(Source data)
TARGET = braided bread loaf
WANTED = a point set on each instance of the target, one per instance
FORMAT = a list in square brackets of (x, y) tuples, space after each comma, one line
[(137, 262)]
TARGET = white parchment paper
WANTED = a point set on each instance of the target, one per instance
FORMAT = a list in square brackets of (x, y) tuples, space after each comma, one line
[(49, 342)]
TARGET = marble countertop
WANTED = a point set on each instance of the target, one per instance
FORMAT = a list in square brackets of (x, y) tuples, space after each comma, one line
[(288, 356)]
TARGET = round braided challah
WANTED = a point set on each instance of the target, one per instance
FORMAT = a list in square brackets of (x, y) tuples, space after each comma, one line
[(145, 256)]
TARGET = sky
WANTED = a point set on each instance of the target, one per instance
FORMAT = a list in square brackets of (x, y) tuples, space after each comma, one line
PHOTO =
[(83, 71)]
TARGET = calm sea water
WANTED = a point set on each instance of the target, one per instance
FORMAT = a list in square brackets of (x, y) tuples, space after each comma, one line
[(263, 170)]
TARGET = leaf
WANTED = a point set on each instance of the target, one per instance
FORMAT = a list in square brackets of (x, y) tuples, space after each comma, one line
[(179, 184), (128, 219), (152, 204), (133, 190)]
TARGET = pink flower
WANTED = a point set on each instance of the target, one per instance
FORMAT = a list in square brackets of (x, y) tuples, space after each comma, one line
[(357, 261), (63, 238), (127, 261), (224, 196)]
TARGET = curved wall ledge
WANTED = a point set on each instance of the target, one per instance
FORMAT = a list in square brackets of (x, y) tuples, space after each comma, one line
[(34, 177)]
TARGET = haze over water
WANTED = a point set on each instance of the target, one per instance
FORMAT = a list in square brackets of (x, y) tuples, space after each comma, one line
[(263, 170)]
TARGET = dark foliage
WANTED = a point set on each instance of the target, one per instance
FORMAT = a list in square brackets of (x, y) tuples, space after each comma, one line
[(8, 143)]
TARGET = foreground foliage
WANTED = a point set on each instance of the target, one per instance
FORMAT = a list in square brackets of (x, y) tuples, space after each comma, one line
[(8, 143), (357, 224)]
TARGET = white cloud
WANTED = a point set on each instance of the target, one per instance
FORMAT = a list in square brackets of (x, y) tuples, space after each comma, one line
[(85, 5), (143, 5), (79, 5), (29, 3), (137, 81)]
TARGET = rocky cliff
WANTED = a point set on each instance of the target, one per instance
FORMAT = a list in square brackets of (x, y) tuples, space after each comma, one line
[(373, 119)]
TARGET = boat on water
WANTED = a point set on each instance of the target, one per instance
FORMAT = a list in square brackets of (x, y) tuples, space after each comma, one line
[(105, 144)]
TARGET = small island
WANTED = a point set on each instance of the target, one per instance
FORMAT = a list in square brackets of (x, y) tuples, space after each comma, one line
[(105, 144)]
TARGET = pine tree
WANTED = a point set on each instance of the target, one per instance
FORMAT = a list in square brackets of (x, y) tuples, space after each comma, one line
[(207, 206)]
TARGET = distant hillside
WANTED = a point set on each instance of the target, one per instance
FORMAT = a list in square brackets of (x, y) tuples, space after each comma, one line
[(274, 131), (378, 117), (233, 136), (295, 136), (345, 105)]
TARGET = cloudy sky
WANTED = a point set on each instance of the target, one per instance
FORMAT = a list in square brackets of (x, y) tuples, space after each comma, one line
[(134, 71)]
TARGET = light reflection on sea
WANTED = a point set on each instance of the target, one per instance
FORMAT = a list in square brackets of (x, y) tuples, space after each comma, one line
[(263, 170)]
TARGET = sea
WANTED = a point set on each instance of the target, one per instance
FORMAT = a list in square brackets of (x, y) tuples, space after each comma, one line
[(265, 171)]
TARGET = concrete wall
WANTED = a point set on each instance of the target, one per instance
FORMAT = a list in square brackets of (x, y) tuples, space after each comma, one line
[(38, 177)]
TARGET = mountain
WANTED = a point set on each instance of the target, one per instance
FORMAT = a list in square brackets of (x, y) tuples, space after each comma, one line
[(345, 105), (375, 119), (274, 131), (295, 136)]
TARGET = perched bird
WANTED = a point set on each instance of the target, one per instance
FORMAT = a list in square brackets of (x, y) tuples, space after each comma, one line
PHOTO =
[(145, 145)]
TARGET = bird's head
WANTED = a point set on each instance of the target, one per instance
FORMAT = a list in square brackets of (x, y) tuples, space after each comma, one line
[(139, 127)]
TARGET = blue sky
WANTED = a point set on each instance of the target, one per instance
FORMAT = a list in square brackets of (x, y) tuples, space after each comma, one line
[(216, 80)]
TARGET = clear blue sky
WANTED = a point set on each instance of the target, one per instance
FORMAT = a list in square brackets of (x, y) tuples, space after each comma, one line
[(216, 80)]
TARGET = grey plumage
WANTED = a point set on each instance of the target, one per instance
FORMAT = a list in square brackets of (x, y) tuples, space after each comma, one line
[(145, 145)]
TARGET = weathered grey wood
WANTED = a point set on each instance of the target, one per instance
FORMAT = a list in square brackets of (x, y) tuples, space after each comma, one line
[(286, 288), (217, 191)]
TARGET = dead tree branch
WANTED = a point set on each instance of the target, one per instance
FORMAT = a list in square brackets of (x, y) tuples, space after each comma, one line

ACTION ITEM - A word-for-word transcription of all the data is needed.

RESPONSE BOX -
TARGET = braided bread loaf
WANTED = a point set on each instance of the target, one per instance
FORMAT = a list in square brackets of (x, y) tuples, space after each comma, one line
[(137, 262)]
TARGET = white parchment paper
WANTED = a point set on each instance of the target, one per instance
FORMAT = a list in square brackets of (x, y) tuples, space after each comma, one line
[(49, 342)]
TARGET = marble countertop
WANTED = a point set on each instance of the target, one per instance
FORMAT = a list in square brackets of (x, y) tuples, space after each comma, one line
[(288, 356)]
TARGET = round braided challah
WANTED = a point set on each instance of the target, one per instance
FORMAT = a list in square brackets of (x, y) tuples, space after each comma, one line
[(145, 256)]
TARGET = sky
WANTED = a point set on each instance of the target, one per instance
FORMAT = a list in square brackets of (x, y) tuples, space after each comma, one line
PHOTO =
[(83, 71)]
TARGET = calm sea water
WANTED = a point set on each instance of the target, one per instance
FORMAT = a list in square brackets of (x, y) tuples, space after each comma, one line
[(263, 170)]
TARGET = leaf
WANTED = a point set on each instance of the target, one per instance
FORMAT = a list in square brackets of (x, y) tuples, space after each comma, one line
[(179, 184), (128, 219), (152, 204), (133, 190)]
TARGET = pink flower
WANTED = a point set on each instance of the target, one per instance
FORMAT = a list in square brackets of (x, y) tuples, space after each comma, one line
[(357, 261), (63, 238), (127, 261), (224, 196)]
TARGET = curved wall ledge
WANTED = a point set on each instance of the target, one per instance
FORMAT = a list in square brackets of (x, y) tuples, space after each comma, one line
[(34, 177)]
TARGET = haze over water
WANTED = a point set on each instance of the target, one per instance
FORMAT = a list in square brackets of (x, y) tuples, space after each comma, one line
[(263, 170)]
TARGET = dark foliage
WANTED = a point set on each instance of the target, one per instance
FORMAT = a list in square brackets of (x, y) tuples, space after each comma, one line
[(8, 143)]
TARGET = foreground foliage
WANTED = a point set on each instance of the target, one per instance
FORMAT = a list in square brackets of (x, y) tuples, space after each comma, one line
[(8, 143), (357, 224)]
TARGET = white cloud
WANTED = a point set on each instance of the target, one per instance
FORMAT = a list in square brackets of (x, y) tuples, space after each comma, one line
[(85, 5), (143, 5), (79, 5), (29, 3), (137, 81)]
TARGET = rocky cliff
WANTED = a point set on each instance of the target, one per instance
FORMAT = a list in square brackets of (x, y) tuples, space after each comma, one line
[(373, 119)]
TARGET = boat on water
WANTED = a point set on each instance of the target, one per instance
FORMAT = a list in square brackets of (x, y) tuples, space after each comma, one line
[(105, 144)]
TARGET = small island
WANTED = a point set on each instance of the target, one per instance
FORMAT = a list in square brackets of (x, y) tuples, space after each comma, one line
[(105, 144)]
TARGET = pine tree
WANTED = a point set on each instance of the target, one per instance
FORMAT = a list in square brackets of (x, y) tuples, space after each comma, one line
[(207, 206)]
TARGET = distant hillside
WANTED = a point set on each instance of the target, one per instance
FORMAT = a list in square brackets of (x, y) tuples, space after each comma, one line
[(274, 131), (378, 117), (233, 136), (295, 136), (345, 105)]
TARGET = cloudy sky
WANTED = a point set on each instance of the target, one per instance
FORMAT = a list in square brackets of (x, y) tuples, space after each comma, one line
[(134, 71)]
TARGET = light reflection on sea
WANTED = a point set on each instance of the target, one per instance
FORMAT = a list in square brackets of (x, y) tuples, space after each comma, one line
[(263, 170)]
TARGET = sea
WANTED = a point set on each instance of the target, one per instance
FORMAT = a list in square brackets of (x, y) tuples, space after each comma, one line
[(265, 171)]
TARGET = concrete wall
WANTED = a point set on each instance of the target, one per instance
FORMAT = a list in square brackets of (x, y) tuples, space after each comma, one line
[(38, 177)]
TARGET = mountain
WANTED = a point set on each instance of the target, one per instance
FORMAT = a list in square brackets of (x, y) tuples, space after each comma, one line
[(345, 105), (375, 119), (274, 131), (295, 136)]
TARGET = perched bird
WANTED = a point set on each instance of the target, one per instance
FORMAT = a list in square brackets of (x, y) tuples, space after each comma, one line
PHOTO =
[(145, 145)]
TARGET = bird's head
WANTED = a point set on each instance of the target, one per instance
FORMAT = a list in square brackets of (x, y) tuples, space after each comma, one line
[(139, 127)]
TARGET = blue sky
WANTED = a point set on each instance of the target, one per instance
FORMAT = a list in square brackets of (x, y) tuples, space after each comma, one line
[(216, 80)]
TARGET = clear blue sky
WANTED = a point set on each instance of the target, one per instance
FORMAT = a list in square brackets of (x, y) tuples, space after each comma, one line
[(216, 80)]
TARGET = grey plumage
WANTED = a point set on each instance of the target, one per instance
FORMAT = a list in square brackets of (x, y) tuples, space after each comma, one line
[(145, 145)]
TARGET = weathered grey wood
WANTED = a point set on each instance of the target, one per instance
FORMAT = a list in square brackets of (x, y) tuples, space after each comma, one line
[(286, 288), (217, 191)]
TARGET = dead tree branch
WANTED = a point set on each instance of the target, one per instance
FORMAT = a list in square brackets of (x, y) tuples, space after each comma, one line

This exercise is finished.